Recast the lines below as a numbered list, dropping any blank lines.

▶ **GIVEN RECORDS**:
┌──
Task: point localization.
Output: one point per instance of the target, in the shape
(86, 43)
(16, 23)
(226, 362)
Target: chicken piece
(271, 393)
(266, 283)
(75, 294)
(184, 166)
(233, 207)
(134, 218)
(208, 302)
└──
▶ **EXERCISE SOLUTION**:
1. Task: point localization.
2. Output: one point per instance of the target, in the shape
3. (86, 43)
4. (16, 23)
5. (226, 362)
6. Target: chicken piece
7. (271, 393)
8. (266, 283)
9. (75, 294)
10. (184, 166)
11. (233, 207)
12. (134, 218)
13. (208, 302)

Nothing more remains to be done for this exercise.